Entries provided:
^^^^

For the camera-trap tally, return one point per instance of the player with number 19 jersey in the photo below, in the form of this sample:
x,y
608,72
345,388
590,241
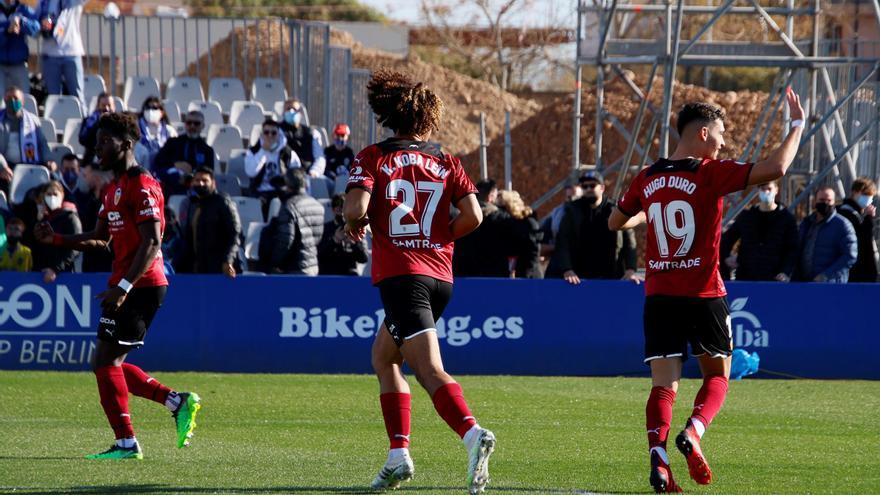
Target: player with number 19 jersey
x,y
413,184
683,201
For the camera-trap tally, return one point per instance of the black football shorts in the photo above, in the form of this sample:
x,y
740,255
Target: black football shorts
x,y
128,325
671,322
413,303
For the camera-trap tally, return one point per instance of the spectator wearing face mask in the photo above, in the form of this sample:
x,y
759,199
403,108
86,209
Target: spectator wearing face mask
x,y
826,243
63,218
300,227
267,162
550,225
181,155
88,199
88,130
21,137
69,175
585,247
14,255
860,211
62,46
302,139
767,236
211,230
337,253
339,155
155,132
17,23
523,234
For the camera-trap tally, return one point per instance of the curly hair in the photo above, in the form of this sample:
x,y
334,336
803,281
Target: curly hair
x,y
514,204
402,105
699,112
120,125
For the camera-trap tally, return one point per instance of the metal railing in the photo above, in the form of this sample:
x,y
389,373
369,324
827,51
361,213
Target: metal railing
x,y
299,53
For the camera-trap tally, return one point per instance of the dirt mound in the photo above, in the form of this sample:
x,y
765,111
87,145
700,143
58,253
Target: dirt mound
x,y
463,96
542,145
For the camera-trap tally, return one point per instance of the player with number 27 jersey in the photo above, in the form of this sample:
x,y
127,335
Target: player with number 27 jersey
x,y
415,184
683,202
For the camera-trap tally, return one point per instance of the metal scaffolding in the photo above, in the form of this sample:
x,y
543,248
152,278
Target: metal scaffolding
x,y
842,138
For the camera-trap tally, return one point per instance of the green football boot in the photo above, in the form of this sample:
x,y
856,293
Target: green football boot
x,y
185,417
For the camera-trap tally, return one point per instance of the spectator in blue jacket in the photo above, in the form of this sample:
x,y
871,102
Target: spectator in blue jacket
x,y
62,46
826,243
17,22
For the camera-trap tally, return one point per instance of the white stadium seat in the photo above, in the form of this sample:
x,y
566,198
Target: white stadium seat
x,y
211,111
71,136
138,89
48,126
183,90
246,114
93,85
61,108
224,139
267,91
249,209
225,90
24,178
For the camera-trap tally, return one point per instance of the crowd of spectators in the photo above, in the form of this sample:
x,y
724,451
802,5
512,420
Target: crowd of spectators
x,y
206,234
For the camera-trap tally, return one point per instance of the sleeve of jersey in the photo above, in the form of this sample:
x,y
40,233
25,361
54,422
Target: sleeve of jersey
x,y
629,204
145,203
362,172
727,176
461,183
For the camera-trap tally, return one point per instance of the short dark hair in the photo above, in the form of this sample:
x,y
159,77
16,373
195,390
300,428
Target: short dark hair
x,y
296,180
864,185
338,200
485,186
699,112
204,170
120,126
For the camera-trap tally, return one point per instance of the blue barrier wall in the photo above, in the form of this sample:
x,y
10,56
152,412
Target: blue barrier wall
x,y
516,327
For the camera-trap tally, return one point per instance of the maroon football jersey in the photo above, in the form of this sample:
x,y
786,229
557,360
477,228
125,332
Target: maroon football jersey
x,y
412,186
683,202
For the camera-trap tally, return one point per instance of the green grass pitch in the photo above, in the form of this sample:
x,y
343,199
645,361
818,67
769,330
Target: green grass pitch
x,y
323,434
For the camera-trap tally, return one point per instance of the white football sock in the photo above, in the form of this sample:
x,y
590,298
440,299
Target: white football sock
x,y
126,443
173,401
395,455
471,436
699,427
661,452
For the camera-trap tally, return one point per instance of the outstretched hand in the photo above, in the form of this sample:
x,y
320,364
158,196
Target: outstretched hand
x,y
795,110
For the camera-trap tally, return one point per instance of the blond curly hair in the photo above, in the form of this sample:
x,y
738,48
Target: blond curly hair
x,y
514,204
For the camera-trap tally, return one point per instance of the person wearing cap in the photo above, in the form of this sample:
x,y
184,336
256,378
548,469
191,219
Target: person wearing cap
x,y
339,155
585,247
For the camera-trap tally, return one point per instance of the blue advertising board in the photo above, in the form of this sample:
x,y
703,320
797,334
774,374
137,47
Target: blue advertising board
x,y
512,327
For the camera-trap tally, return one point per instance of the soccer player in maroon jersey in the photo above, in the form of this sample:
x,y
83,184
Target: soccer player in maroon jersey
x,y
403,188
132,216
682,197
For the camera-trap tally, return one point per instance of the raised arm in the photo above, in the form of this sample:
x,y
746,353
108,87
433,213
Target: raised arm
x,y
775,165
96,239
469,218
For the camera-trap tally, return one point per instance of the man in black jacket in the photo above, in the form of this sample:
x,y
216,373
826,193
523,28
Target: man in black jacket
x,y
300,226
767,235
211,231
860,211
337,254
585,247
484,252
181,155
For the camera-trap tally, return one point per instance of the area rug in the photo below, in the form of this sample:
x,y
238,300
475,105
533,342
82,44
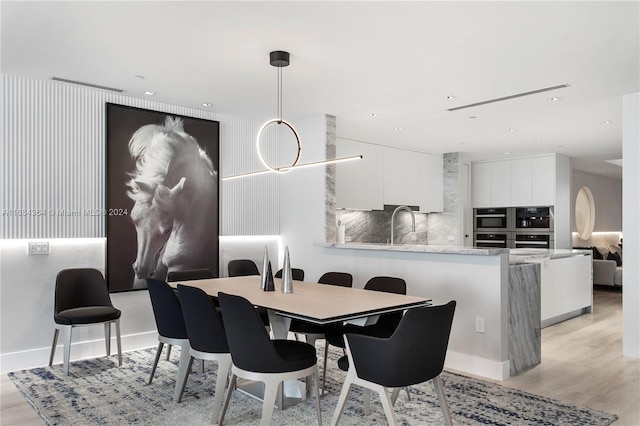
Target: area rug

^^^^

Task prompt:
Within the data above, find the lines that contain the word "below" and copy each of them.

Solved problem:
For the camera-trap tally, return one point per instance of the player with number 19 jersey in the photo below, in the form of this sample:
For the camera-trap tally, return one point per instance of the area rug in the photo below, in the form of this sample:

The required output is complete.